# Passage given
★ ★ ★ ★ ★ ★ ★

The U.S. housing vacancy rate--an unemployment rate for home--is at its highest level since at least 1965 (see figure). Why? Is it sticky prices? Lack of aggregate demand? Structural?

For labor, the recalculation story says that employment is a by-product of patterns of specialization and trade. Old patterns are constantly becoming unsustainable, and new patterns are constantly being created. When old patterns become unsustainable faster than new patterns are created, we have higher unemployment. Important trends over time include the increased specialization of the labor force and the shift away from labor as a variable input to production and instead toward labor as an organizational capital input.

The allocation of land and of housing units is also a by-product of patterns of specialization and trade. Technology affected these patterns. Riverboats, trains, and automobiles altered patterns of land use. The Internet may do so as well.

The Stevenson-Wolfers theory is that since 1970 marriage has been driven more by consumption complementarity than by production complementarity. I think that one can see a similar trend in location. I know of many young women who want to move to New York City because of the way they would like to live, not because of the work opportunities it provides.

★ ★ ★ ★ ★ ★ ★

# Material shown
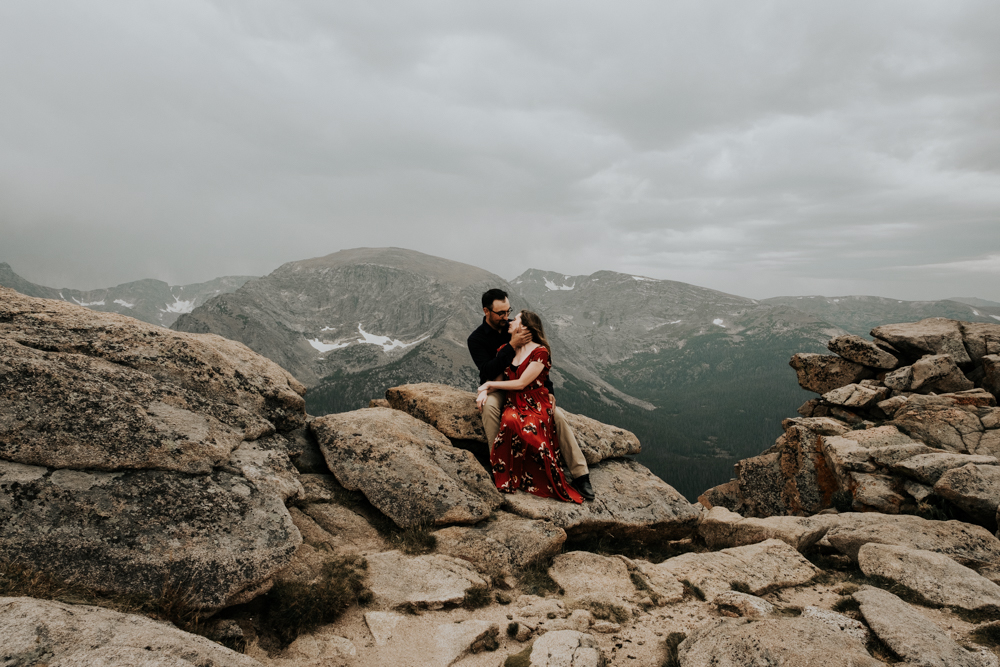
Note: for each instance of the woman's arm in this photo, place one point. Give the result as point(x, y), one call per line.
point(531, 373)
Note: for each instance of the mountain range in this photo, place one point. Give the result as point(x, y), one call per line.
point(700, 376)
point(152, 301)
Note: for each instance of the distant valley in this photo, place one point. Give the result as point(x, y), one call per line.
point(700, 376)
point(149, 300)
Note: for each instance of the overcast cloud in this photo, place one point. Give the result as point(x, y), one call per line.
point(759, 148)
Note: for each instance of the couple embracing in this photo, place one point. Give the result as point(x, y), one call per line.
point(528, 437)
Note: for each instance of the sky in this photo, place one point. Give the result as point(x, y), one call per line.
point(758, 148)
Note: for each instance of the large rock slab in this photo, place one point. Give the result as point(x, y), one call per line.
point(823, 373)
point(856, 396)
point(911, 635)
point(946, 422)
point(503, 544)
point(940, 373)
point(595, 581)
point(406, 468)
point(631, 502)
point(974, 488)
point(221, 371)
point(449, 410)
point(963, 542)
point(214, 536)
point(935, 335)
point(453, 412)
point(739, 642)
point(981, 339)
point(721, 528)
point(927, 468)
point(861, 351)
point(761, 567)
point(935, 576)
point(430, 581)
point(565, 648)
point(42, 632)
point(599, 441)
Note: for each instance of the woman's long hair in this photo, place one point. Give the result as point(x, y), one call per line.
point(533, 323)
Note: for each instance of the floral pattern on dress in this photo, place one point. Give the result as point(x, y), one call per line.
point(525, 456)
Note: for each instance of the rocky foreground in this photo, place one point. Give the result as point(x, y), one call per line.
point(147, 475)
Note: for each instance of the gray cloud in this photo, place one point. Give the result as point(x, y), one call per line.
point(756, 148)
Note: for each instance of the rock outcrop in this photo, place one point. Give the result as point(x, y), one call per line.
point(917, 433)
point(136, 459)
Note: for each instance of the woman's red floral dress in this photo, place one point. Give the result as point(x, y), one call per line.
point(524, 455)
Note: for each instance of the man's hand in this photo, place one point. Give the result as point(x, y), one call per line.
point(520, 338)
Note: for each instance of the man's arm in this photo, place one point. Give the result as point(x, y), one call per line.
point(489, 362)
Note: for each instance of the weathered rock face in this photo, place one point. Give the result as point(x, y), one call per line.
point(721, 528)
point(935, 335)
point(761, 567)
point(935, 576)
point(974, 488)
point(860, 351)
point(37, 632)
point(138, 531)
point(502, 545)
point(772, 641)
point(133, 457)
point(406, 468)
point(911, 635)
point(449, 410)
point(822, 373)
point(964, 543)
point(631, 502)
point(213, 367)
point(453, 412)
point(424, 581)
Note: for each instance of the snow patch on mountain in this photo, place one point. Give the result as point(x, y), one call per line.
point(179, 306)
point(326, 347)
point(552, 286)
point(386, 342)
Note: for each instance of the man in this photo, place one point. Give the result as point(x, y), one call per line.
point(492, 351)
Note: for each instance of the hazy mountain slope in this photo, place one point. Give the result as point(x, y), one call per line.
point(860, 314)
point(352, 324)
point(152, 301)
point(714, 364)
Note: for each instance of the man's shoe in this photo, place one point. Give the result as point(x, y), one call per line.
point(582, 484)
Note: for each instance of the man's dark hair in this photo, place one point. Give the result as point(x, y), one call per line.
point(495, 294)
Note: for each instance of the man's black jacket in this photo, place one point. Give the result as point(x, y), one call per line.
point(491, 352)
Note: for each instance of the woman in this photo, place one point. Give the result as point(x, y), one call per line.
point(525, 454)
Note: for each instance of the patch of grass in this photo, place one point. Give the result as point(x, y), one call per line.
point(415, 540)
point(740, 587)
point(522, 659)
point(477, 596)
point(978, 616)
point(653, 550)
point(690, 590)
point(987, 635)
point(847, 589)
point(535, 579)
point(293, 608)
point(846, 605)
point(670, 644)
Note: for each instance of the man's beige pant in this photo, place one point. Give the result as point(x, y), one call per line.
point(492, 411)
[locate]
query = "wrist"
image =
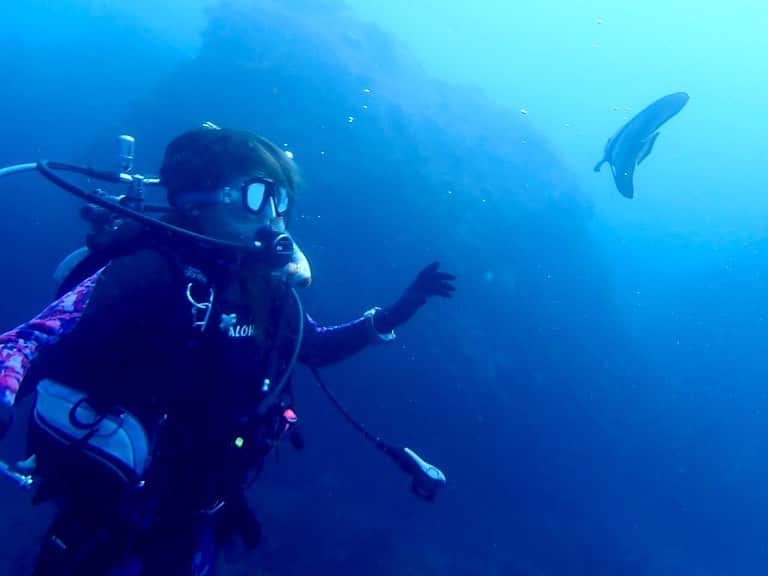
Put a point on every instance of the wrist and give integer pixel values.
(374, 316)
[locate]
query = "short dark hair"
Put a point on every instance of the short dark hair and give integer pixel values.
(208, 158)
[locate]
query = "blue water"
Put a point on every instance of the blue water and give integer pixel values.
(595, 391)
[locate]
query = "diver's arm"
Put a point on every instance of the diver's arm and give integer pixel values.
(324, 345)
(99, 312)
(20, 347)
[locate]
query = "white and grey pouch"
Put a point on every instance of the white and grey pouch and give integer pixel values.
(75, 434)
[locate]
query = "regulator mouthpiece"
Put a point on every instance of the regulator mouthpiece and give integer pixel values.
(428, 480)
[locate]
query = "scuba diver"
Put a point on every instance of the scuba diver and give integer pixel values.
(162, 370)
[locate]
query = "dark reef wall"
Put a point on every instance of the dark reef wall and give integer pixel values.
(504, 387)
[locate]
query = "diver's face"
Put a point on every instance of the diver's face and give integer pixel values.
(247, 205)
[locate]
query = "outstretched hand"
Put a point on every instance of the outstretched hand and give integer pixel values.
(429, 282)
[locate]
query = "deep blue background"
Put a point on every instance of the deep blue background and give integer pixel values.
(572, 444)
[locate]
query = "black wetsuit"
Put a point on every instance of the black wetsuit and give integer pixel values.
(196, 378)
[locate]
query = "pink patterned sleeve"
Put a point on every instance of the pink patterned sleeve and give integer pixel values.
(19, 347)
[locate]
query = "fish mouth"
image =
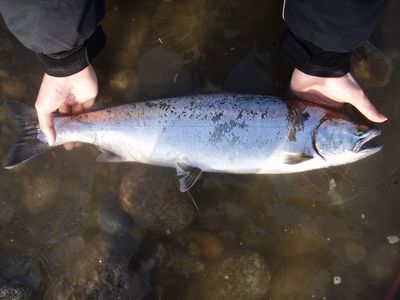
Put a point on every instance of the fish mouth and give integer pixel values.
(363, 144)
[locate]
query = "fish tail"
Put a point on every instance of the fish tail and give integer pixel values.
(27, 145)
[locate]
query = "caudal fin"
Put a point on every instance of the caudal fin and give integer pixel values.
(27, 145)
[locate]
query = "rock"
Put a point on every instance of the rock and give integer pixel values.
(98, 271)
(337, 280)
(122, 80)
(354, 253)
(370, 66)
(40, 191)
(164, 209)
(382, 263)
(13, 87)
(241, 275)
(299, 240)
(9, 292)
(207, 243)
(27, 271)
(393, 239)
(182, 261)
(301, 277)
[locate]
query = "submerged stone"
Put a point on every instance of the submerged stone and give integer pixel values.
(241, 275)
(371, 66)
(163, 209)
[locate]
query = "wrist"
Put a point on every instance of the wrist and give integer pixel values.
(313, 60)
(74, 61)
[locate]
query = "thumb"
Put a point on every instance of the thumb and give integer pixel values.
(365, 106)
(46, 122)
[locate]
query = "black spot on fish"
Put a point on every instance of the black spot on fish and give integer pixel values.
(150, 104)
(305, 116)
(217, 117)
(240, 115)
(164, 105)
(296, 118)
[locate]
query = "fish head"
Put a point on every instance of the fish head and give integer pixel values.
(341, 141)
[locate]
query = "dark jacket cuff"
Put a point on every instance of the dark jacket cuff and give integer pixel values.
(73, 61)
(311, 59)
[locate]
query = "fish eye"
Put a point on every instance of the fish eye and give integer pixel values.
(360, 132)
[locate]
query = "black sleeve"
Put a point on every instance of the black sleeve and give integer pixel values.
(66, 34)
(321, 34)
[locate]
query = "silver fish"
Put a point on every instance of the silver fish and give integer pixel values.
(227, 133)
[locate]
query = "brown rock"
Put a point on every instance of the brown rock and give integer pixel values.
(163, 209)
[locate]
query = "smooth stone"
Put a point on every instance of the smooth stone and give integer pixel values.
(354, 253)
(98, 271)
(122, 80)
(208, 244)
(13, 88)
(382, 263)
(240, 275)
(39, 191)
(299, 240)
(371, 66)
(301, 277)
(183, 261)
(26, 271)
(163, 210)
(16, 292)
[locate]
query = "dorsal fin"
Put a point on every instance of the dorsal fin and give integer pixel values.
(187, 176)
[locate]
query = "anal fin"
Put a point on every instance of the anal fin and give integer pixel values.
(294, 158)
(187, 176)
(108, 156)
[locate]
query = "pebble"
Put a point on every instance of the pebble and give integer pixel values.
(13, 88)
(39, 191)
(393, 239)
(240, 275)
(163, 210)
(355, 253)
(207, 243)
(371, 66)
(382, 263)
(337, 280)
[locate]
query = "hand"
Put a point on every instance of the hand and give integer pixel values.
(334, 92)
(73, 94)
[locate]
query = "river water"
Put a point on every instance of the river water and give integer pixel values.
(71, 228)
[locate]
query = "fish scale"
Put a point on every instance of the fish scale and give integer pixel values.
(228, 133)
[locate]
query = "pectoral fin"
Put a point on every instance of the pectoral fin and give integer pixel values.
(187, 176)
(293, 158)
(108, 156)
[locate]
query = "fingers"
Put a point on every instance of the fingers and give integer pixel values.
(46, 124)
(365, 106)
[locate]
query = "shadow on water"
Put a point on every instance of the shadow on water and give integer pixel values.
(74, 229)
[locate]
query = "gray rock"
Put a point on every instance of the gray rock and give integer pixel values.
(241, 275)
(164, 209)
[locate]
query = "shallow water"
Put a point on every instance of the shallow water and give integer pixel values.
(71, 228)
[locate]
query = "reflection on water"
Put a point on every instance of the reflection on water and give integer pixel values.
(74, 229)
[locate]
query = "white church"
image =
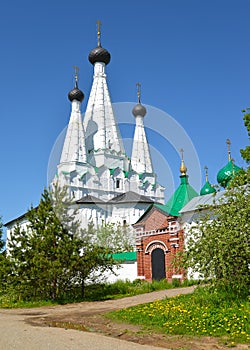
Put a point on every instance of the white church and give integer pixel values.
(109, 186)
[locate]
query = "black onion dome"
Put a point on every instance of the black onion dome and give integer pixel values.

★ ★ ★ ★ ★ ★ ★

# Set exercise 1
Please reproduce the housing vacancy passage above, starting with "The Stevenson-Wolfers theory" and going on through "opportunities it provides.".
# Set exercise 2
Carry on with the housing vacancy passage from the point where it stops.

# Task answer 1
The Stevenson-Wolfers theory is that since 1970 marriage has been driven more by consumption complementarity than by production complementarity. I think that one can see a similar trend in location. I know of many young women who want to move to New York City because of the way they would like to live, not because of the work opportunities it provides.

# Task answer 2
Suppose that the choice of housing and location nowadays is based less on the production complementarity of being close to particular work zones (more people can work from home or from satellite offices, thanks to the Internet) and more on the consumption characteristics of the housing unit. In that case:

1. Because people have different consumption preferences (including preferences related to locational amenities), housing will become more specialized. The problem of matching housing characteristics with consumer preferences will be more challenging, just as the problem of matching worker skills with occupational demands has become more challenging.

2. If people care relatively more about consumption complementarity and relatively less about work complementarity in their choice of location, then the correlation between housing vacancies and unemployment may be reduced.

3. People may be less eager to obtain inexpensive housing, because moving to a location far from one's preferred amenities is perceived as a big sacrifice. This may slow the process of adjustment in the housing market.

So, when you overbuild houses in Nevada or condos in Florida, you cannot lure very many people with lower prices. Most unoccupied houses have close to zero marginal value to the vast majority of consumers, just as most unemployed workers have zero marginal product to the vast majority of firms. A long, difficult adjustment process is required before unoccupied houses can be matched with people who want to live in them, just as a long, difficult adjustment process is required before unemployed workers can be matched with firms that can put them to productive use.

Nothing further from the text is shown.